● Input:
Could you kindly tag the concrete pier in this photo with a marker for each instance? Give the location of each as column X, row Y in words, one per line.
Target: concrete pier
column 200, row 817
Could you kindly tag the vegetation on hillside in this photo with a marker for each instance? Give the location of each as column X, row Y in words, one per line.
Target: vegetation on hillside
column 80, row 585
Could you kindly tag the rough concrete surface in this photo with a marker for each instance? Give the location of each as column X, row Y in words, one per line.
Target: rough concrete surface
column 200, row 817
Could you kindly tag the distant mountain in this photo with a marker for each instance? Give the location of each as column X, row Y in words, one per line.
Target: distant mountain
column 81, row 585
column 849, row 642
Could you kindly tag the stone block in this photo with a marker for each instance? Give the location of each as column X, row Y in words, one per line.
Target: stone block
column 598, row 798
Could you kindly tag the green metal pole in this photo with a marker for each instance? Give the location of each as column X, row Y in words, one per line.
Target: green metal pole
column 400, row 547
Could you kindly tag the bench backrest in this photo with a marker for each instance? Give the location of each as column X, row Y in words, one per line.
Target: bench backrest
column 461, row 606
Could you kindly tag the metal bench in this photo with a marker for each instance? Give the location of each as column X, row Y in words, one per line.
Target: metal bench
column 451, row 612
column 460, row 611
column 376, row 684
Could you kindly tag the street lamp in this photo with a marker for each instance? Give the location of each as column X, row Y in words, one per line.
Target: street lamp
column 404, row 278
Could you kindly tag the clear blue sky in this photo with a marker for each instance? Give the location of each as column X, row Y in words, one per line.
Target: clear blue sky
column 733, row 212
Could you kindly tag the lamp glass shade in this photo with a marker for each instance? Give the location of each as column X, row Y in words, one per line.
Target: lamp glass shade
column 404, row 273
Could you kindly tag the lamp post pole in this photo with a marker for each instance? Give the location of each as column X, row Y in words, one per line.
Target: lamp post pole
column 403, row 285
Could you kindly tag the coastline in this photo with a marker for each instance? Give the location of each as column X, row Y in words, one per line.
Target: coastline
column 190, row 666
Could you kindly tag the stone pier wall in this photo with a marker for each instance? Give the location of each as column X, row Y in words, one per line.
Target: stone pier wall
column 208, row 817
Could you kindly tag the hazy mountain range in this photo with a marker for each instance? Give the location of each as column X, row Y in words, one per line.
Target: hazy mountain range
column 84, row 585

● Given request: Copy every one of the rows above word for word, line by line.

● Solution for this exercise:
Could you kindly tag the concrete pier in this photo with a marker for each instance? Give the location of each as column X, row Y in words, one per line.
Target: concrete pier
column 200, row 817
Could you kindly tag the vegetation on hillside in this photo with a marker for each instance? Give the location of each as column X, row Y in words, one per line.
Target: vegetation on hillside
column 80, row 585
Could you kindly tag the rough concrete surface in this photo with a marker for each instance? Give the location of each as column X, row Y in words, one per line.
Target: rough concrete surface
column 200, row 817
Could you kindly tag the distant mountain in this photo with a marker for each instance? Give the location of each as column X, row Y in words, one per line.
Target: distant mountain
column 81, row 585
column 849, row 642
Could you kindly tag the stone block in this photo with a marker for each instance? Give the location of each as column X, row Y in words, one per line.
Target: stone block
column 598, row 798
Could you kindly tag the green metal pole in this photo with a marker for each instance? Give the location of each as column X, row Y in words, one per line.
Target: green metal pole
column 400, row 547
Could you kindly tag the bench backrest in this photo with a marker for each instance? Give the location of each as column X, row Y in words, one per line.
Target: bench backrest
column 461, row 606
Could you kindly tag the metal bench in this photo with a marker for each instance? Give the location of each as column X, row Y in words, one per line.
Target: metal bench
column 451, row 612
column 460, row 611
column 376, row 684
Could you kindly tag the street lamp in this photo with a marker for each instance? Give the location of each as column X, row Y in words, one per line.
Target: street lamp
column 404, row 278
Could you kindly tag the clear blue sky in this photo with a marker for each instance? Give the location of each as column X, row Y in words, one per line.
Target: clear blue sky
column 733, row 212
Could you kindly tag the lamp glass shade in this photo with a marker for each instance? Give the location of each as column X, row Y in words, one per line.
Target: lamp glass shade
column 404, row 273
Could you kindly tag the lamp post pole in this photo with a marker for each instance? Give the location of each as column X, row Y in words, one per line.
Target: lamp post pole
column 403, row 285
Could you kindly tag the coastline in this photo with a marker for each instance? Give the location of each as column X, row Y in words, one per line.
Target: coastline
column 190, row 666
Could you kindly tag the stone pier wall in this photo with a marker for each instance? Give the location of each as column X, row Y in words, one per line.
Target: stone pier wall
column 208, row 817
Could you kindly tag the hazy mountain range in this photo with a marker for each instance? Give the location of each as column X, row Y in words, one per line.
Target: hazy mountain range
column 84, row 585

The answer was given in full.